§ **提供された抜粋**
旋回レートに対してバンク角が大きくなったときに、飛行機はスリップをしてしまいます。
ラダーやエルロンからの入力のバランスが崩れたときに、機体は予期せぬスリップをしてしまいます。
そんなスリップとは違い、パイロットがあえてスリップをさせるときがあります。
今回は、意図的なスリップについてみていきましょう。
いつ意図的にスリップさせるのか?
意図的なスリップをさせるときは、速度を増加させたくない状況で、高度を処理したいときに行います。
例えば、ファイナルアプローチ中に高度が高く、アプローチ速度を増やさずに高度をおろすときに使われます。
単発小型機でエンジンが故障してしまったときは、一番近い着陸可能な空港を探すと思います。
エンジン故障時のアプローチは1回きりです。
Go Aroundの選択肢は残されていません。
高度が低くなりすぎたからといって、パワーを足して高度を増やしたり、今の高度を維持することはできません。
それらによって、空港へのアプローチも高く入ることになるでしょう。
そして、ファイナルアプローチでスリップを使い高度処理をしてあげればより確実に着陸させることが可能になります。
その性質の違いから意図的なスリップは、「サイドスリップ|Sideslip」と「フォワードスリップ|Forwardslip」に分けられます。
サイドスリップ|Sideslip
サイドスリップは、接地間際など機体の軸を滑走路と平行にしておきながら、風に流されたくないときに使われます。
そのやり方は、エルロンで翼を傾け、それとは逆向きにラダーのインプットをしてあげることで、機体が旋回しようとするのを食い止めます。
上図のように、機体の軸は滑走路に対して平行を保つことができますが、前後から見ると翼は左右に傾いています。
翼は傾いているので、そちらの方に横滑りを引き起こしてしまうのが特徴です。
上図のように、左から風が吹いている場合は、機体は左から右に流されようとします。
しかし、サイドスリップの技術を使うことにより、その力に対抗することができます。
この場合、向かって左側の翼を下げ右ラダーを踏んであげることで、機体が左側にスリップする力を生み出し、風に対抗し滑走路と平行に飛行することができるでしょう。
どの程度のバンクが必要なのかは、風向風速により変わります。
バンク角度をキツくした場合、ラダーのインプットも大きくしてあげる必要があります。
そうでないと、機軸が滑走路に向かって平行にならないからです。
フォワードスリップ|Forward Slip
フォワードスリップは、機体の軸は滑走路とは平行になりませんが、機体の進行方向は滑走路と平行にするスリップです。

§ **小問題 1**
意図的なスリップについての抜粋から、「ラダーやエルロンからの入力の」から「dslip」に分けられます。」まで、両端の語句も含めて一字一句そのまま書き出してもらえますか？
§ **小問題 2**
意図的なスリップを解説した抜粋を、最後の文の後から書き進めてもらえますか？

§ **データ抜粋**
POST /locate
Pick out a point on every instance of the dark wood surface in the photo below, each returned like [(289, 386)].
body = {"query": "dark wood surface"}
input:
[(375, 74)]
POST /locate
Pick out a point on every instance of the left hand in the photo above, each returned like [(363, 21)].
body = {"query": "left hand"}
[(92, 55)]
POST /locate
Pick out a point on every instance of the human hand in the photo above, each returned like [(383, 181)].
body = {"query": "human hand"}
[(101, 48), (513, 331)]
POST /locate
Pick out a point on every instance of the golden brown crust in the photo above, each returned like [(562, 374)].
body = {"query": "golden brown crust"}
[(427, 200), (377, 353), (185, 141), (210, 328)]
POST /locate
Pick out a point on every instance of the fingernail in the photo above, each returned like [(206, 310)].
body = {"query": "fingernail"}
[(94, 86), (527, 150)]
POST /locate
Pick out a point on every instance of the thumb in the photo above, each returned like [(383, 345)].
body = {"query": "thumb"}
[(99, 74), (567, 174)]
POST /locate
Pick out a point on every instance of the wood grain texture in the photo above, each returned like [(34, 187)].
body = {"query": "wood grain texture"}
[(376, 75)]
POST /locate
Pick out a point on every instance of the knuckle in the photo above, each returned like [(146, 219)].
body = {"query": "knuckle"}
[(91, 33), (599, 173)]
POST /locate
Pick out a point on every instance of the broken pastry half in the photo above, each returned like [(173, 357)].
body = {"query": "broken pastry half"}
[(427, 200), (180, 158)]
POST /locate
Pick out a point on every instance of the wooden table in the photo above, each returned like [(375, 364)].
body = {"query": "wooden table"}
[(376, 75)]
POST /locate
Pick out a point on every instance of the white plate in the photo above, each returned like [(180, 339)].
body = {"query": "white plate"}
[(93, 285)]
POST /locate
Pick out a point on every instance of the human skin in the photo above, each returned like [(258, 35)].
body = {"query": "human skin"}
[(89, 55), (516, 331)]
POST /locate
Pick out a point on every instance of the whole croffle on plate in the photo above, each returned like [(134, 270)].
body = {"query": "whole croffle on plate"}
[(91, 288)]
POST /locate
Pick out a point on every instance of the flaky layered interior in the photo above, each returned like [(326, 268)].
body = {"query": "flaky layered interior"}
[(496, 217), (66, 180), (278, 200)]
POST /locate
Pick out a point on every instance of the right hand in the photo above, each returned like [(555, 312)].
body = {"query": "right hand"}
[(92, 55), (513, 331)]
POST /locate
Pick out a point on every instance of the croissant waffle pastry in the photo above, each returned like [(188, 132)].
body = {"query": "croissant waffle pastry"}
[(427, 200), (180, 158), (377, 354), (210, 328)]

---

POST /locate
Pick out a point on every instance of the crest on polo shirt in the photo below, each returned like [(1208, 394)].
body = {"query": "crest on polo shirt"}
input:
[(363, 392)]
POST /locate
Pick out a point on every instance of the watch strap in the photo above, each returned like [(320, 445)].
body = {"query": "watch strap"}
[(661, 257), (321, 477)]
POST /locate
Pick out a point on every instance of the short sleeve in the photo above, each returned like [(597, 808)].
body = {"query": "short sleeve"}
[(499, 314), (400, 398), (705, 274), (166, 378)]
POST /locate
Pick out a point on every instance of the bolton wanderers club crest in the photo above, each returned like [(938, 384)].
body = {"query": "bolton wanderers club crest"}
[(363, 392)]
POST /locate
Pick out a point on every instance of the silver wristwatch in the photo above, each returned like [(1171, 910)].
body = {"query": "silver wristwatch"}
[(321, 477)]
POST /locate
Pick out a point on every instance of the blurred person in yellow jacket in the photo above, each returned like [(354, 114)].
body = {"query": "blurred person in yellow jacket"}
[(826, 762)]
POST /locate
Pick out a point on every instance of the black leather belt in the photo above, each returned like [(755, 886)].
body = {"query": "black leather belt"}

§ **最終結果 1**
ラダーやエルロンからの入力のバランスが崩れたときに、機体は予期せぬスリップをしてしまいます。
そんなスリップとは違い、パイロットがあえてスリップをさせるときがあります。
今回は、意図的なスリップについてみていきましょう。
いつ意図的にスリップさせるのか?
意図的なスリップをさせるときは、速度を増加させたくない状況で、高度を処理したいときに行います。
例えば、ファイナルアプローチ中に高度が高く、アプローチ速度を増やさずに高度をおろすときに使われます。
単発小型機でエンジンが故障してしまったときは、一番近い着陸可能な空港を探すと思います。
エンジン故障時のアプローチは1回きりです。
Go Aroundの選択肢は残されていません。
高度が低くなりすぎたからといって、パワーを足して高度を増やしたり、今の高度を維持することはできません。
それらによって、空港へのアプローチも高く入ることになるでしょう。
そして、ファイナルアプローチでスリップを使い高度処理をしてあげればより確実に着陸させることが可能になります。
その性質の違いから意図的なスリップは、「サイドスリップ|Sideslip」と「フォワードスリップ|Forwardslip」に分けられます。

§ **最終結果 2**
このスリップはファイナルアプローチで、高度処理の時に使われることが多いです。
左右の翼のどちらかをエルロンで下げ、その反対側のラダーを踏むのはサイドスリップと同じです。
最大限まで舵を切ると機体に負担がかかるので、どのぐらいフォーワードスリップをしていいのか、ラダーの使用可能角度にて規制している機体もあります。
通常ラダーは最大限まで踏み込んでいるので、進行方向の調整はバンクの角度で調整してあげます。
機軸を滑走路に合わせているわけではないので、自分が今どの方向に進んでいるのか理解していないといけません。
車のように機首の向いている方向に進んでいるわけではないので、慣れないうちは不思議な感覚になるでしょう。
上図のように、機体は滑走路に対して右斜め前を向いているのに、機体は滑走路に対して平行に進んでいるのがフォーワードスリップです。
スリップのやめ方
スリップを止めるときは、翼を水平に戻しラダーのインプットを徐々に減らします。
急激にラダーから足を離してしまうと、機首が急激にスイングしてしまい加速したように表示されます。
これは、機体の側面についているスタティックポートやピトー管に空気が急激にあたるため、計器に大きな誤差を表示してしまいます。
こんなときベテランのパイロットは計器の表示だけでなく、音や体感、気流の音などでも速度を感じることができるようになっているでしょう。
意図的にスリップをする際の注意点
スリップをしているときに、ストールを引き起こすととても危険です。
特にフルラダーを踏んでいるときは、機体の抵抗が大きくなり、ピッチを下げてあげないと速度が低下してしまいます。
フルラダーを踏んだ状態で失速を引き起こしてしまうと、そのままスピンに発展してしまいリカバリーを難しくしてしまいます。
スリップをするときは、速度計にも注意を払う必要があるのです。
まとめ
意図的に行うスリップ2つをみてきました。
どちらのスリップでも、エルロンよりもラダーの方が先に最大インプットをすることが多いでしょう。
サイドスリップは、名前の通り機体が横方向にスリップしている状態です。
フォーワードスリップは前側にスリップをしていて、機軸は滑走路方向を向いていません。
また、最大限のスリップをしてもまだ降下率を上げなくてはいけない状況のときは、一度Go Aroundをして立て直すか、最後の手段として速度を上げることです。
速度を上げることにより、ラダーにあたる風の量が増えるので、ラダーの効きが良くなります。
そうなると、スリップの限界がラダーの入力が最大のために食い止められていたのが、さらにスリップをキツくかけることができるようになります。